_WORK INSTRUCTIONS_
Down to the final line, write out the data below exactly.

_EXERCISE DATA_
☆ ☆ ☆

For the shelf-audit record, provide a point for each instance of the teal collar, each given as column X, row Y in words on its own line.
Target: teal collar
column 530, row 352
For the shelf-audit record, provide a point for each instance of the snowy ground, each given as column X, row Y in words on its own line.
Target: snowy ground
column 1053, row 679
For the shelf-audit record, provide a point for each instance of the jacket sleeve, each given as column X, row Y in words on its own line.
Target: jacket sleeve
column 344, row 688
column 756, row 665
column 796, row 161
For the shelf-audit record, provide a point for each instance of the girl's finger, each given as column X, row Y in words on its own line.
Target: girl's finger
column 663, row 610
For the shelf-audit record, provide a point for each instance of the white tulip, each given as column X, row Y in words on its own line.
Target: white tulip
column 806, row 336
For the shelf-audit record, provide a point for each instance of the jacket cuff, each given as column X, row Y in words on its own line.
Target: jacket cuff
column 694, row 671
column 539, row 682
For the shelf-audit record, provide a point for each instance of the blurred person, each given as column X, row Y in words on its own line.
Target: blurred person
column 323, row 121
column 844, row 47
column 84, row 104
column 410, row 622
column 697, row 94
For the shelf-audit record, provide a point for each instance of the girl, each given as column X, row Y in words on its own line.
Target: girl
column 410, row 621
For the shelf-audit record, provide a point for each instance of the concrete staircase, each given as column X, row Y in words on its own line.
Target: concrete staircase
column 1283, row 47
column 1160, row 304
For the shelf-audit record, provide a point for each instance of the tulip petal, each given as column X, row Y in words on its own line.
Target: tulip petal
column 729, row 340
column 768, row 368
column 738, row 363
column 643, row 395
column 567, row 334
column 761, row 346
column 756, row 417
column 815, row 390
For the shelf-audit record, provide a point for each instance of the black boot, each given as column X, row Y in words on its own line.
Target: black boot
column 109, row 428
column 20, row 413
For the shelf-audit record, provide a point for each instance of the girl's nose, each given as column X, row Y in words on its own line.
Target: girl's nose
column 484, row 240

☆ ☆ ☆

_SOLUTION FOR THIS PROBLEM_
For the shelf-audit record, provide a point for each instance of the teal collar, each given as column X, row Y in words on its own line.
Target: teal collar
column 530, row 352
For the shelf-audit record, provide a point for each instance of the snowy ground, each given as column X, row Y in words on its own line.
Target: snowy ground
column 1053, row 679
For the shelf-audit record, provide a point for each instance of the jacket sleeve, each given as column X, row Y in words on its own line.
Target: jacket sleeve
column 344, row 688
column 756, row 665
column 796, row 161
For the shelf-audit record, provide a point for each instance of the girl's finger, each given as column X, row Y in words on its own line.
Target: girl's finger
column 663, row 610
For the shelf-audit record, provide a point for each instance of the white tulip, each given as column X, row Y in words on its own line.
Target: white tulip
column 806, row 336
For the shelf-audit record, provide a point for each instance of the jacket cuff, each given as column X, row Y in words on its own line.
Target: jacket cuff
column 694, row 671
column 539, row 682
For the shelf-audit record, provide a point for each instance of the blurred person, each given as column X, row Y in words on its own line.
Target: blurred person
column 323, row 121
column 844, row 47
column 84, row 104
column 410, row 622
column 697, row 94
For the shelf-audit record, provide a point for each instance of the girl, each given as column X, row Y in words on its own line.
Target: girl
column 410, row 621
For the shelf-audit record, provide a point for each instance of the concrete staircase, each given as column X, row Y in words on its own line.
Target: concrete staircase
column 1283, row 47
column 1160, row 304
For the shelf-audit record, provide a point for each instance of the tulip petal, each given as column X, row Y in words on its own line.
Target: tulip petal
column 729, row 340
column 768, row 368
column 738, row 363
column 643, row 395
column 567, row 334
column 761, row 346
column 756, row 417
column 815, row 390
For the shelf-audit record, provide a point for each instance of the black boot, each given as column X, row Y in words on its own line.
Target: black boot
column 109, row 428
column 20, row 413
For the shelf-audit record, provide a point for each instance of the girl's nose, each given as column X, row Y in words on its own line.
Target: girl's nose
column 484, row 240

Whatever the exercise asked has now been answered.